TASK DESCRIPTION: When you reach the line containing "Target: modern building" in the data below, begin returning lines exactly as written, and stop once the line containing "point: wooden bench" has been returned.

RECORDS PROVIDED:
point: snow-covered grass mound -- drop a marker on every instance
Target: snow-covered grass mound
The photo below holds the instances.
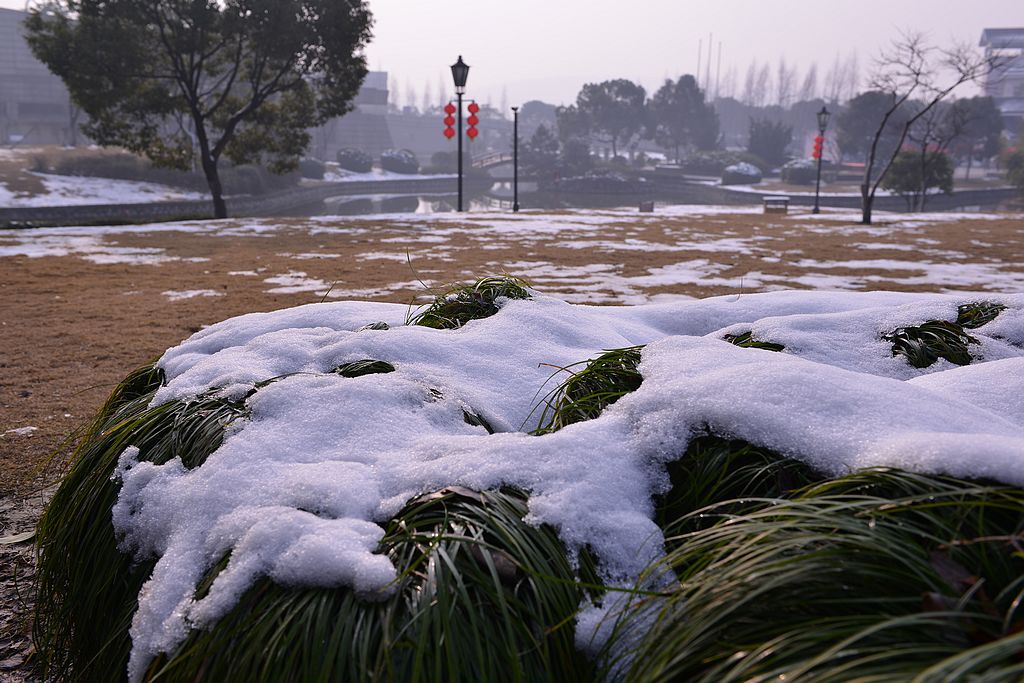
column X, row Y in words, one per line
column 510, row 486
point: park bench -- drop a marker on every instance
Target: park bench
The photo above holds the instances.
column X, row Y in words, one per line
column 776, row 204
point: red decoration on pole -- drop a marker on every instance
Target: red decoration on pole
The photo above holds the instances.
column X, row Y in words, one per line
column 819, row 142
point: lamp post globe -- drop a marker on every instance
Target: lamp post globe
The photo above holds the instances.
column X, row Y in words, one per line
column 823, row 116
column 460, row 72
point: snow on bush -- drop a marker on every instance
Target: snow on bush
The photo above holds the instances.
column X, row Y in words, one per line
column 354, row 450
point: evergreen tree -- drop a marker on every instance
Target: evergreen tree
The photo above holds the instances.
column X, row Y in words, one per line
column 250, row 77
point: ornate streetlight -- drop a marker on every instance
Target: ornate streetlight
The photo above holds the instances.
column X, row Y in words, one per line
column 818, row 150
column 515, row 159
column 460, row 72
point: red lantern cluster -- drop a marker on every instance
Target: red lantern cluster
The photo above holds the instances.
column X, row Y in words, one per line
column 471, row 132
column 449, row 121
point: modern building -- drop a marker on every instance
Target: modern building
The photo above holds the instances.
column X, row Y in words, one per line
column 364, row 128
column 373, row 126
column 35, row 107
column 1006, row 86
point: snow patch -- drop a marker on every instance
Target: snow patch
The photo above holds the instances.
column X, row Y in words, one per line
column 836, row 398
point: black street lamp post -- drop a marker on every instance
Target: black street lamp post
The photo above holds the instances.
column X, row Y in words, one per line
column 515, row 159
column 460, row 72
column 822, row 124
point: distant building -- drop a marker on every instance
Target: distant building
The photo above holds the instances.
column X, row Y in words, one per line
column 35, row 107
column 373, row 126
column 364, row 128
column 1007, row 86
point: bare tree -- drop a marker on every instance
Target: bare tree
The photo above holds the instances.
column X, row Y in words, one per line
column 809, row 89
column 851, row 76
column 935, row 131
column 914, row 76
column 785, row 83
column 728, row 85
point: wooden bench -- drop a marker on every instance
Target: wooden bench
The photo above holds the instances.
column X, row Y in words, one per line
column 776, row 204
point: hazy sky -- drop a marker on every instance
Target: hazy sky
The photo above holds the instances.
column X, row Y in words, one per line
column 546, row 49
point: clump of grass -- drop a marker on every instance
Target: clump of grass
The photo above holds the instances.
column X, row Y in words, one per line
column 881, row 575
column 927, row 343
column 481, row 596
column 462, row 303
column 716, row 470
column 364, row 367
column 86, row 588
column 973, row 315
column 747, row 340
column 588, row 391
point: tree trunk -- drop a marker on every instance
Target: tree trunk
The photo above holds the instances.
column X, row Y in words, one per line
column 866, row 200
column 216, row 189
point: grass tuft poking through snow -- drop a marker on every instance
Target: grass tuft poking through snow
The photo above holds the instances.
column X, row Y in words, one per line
column 588, row 391
column 463, row 303
column 924, row 344
column 365, row 367
column 480, row 595
column 975, row 314
column 747, row 340
column 878, row 575
column 291, row 496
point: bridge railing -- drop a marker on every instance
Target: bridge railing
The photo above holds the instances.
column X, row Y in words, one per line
column 492, row 159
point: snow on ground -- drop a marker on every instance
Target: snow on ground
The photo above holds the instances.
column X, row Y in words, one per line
column 707, row 252
column 74, row 190
column 299, row 491
column 332, row 174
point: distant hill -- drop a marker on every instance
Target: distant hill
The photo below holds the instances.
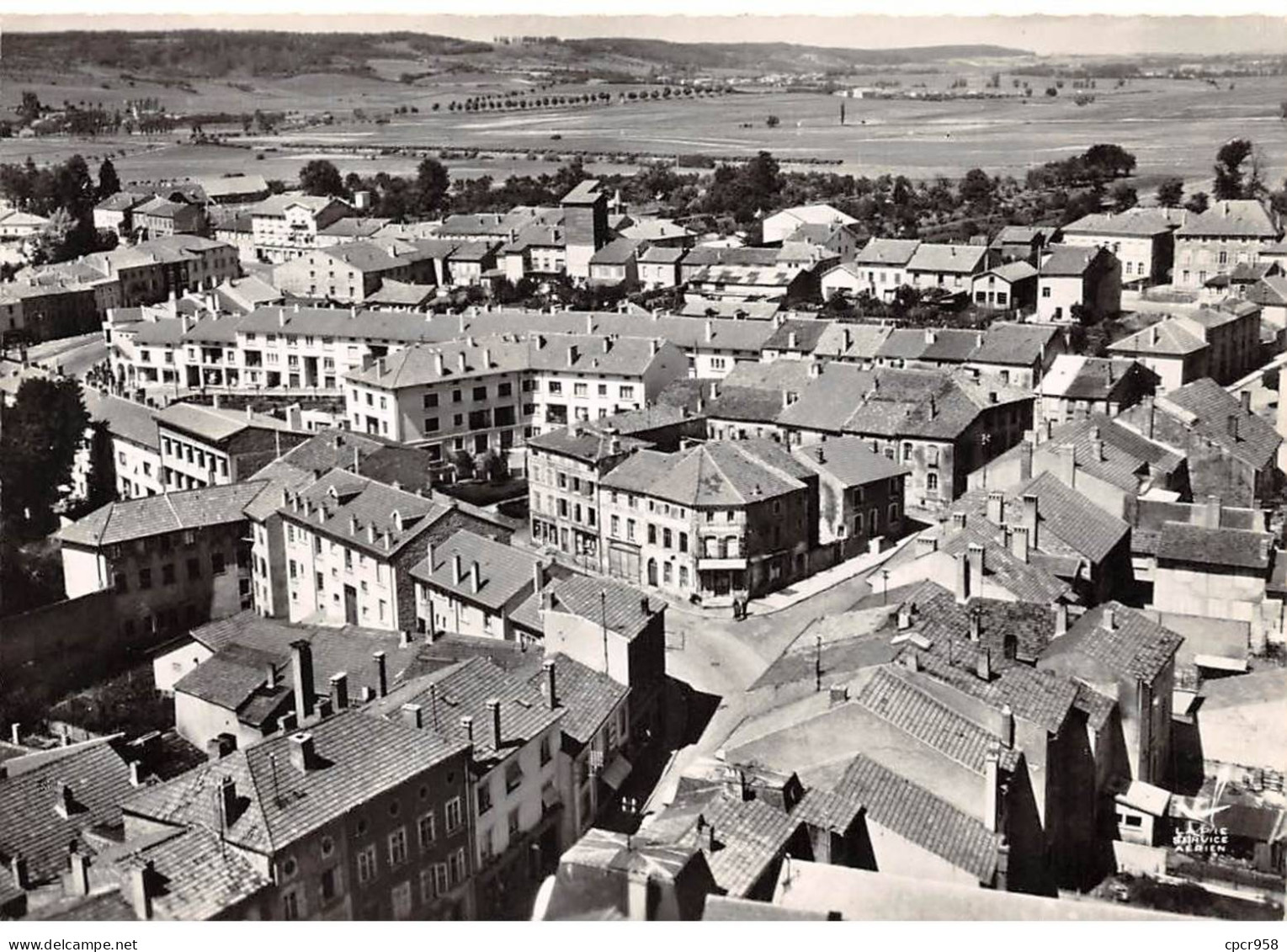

ANSWER TO THE EXERCISE:
Target: modern building
The photo above holds the instances.
column X, row Y in words, one per line
column 364, row 128
column 373, row 126
column 35, row 107
column 1006, row 86
point: snow patch -- drop a marker on every instance
Target: snow patch
The photo above holds the instances.
column X, row Y in words, one per line
column 836, row 398
point: black street lamp post -- drop a marker on every instance
Target: black street lamp post
The photo above holds the instances.
column X, row Y in words, one per line
column 515, row 159
column 460, row 72
column 822, row 124
point: distant building -- drop a marker on every instance
Target: distant building
The photo above holds the instances.
column X, row Y in words, one per line
column 35, row 107
column 373, row 126
column 364, row 128
column 1007, row 86
point: bare tree -- drop a marker on every instance
Target: bare tree
The photo above holds the instances.
column X, row Y in words, one per line
column 809, row 89
column 851, row 76
column 935, row 131
column 914, row 76
column 785, row 83
column 728, row 85
point: wooden bench -- drop a marker on every instance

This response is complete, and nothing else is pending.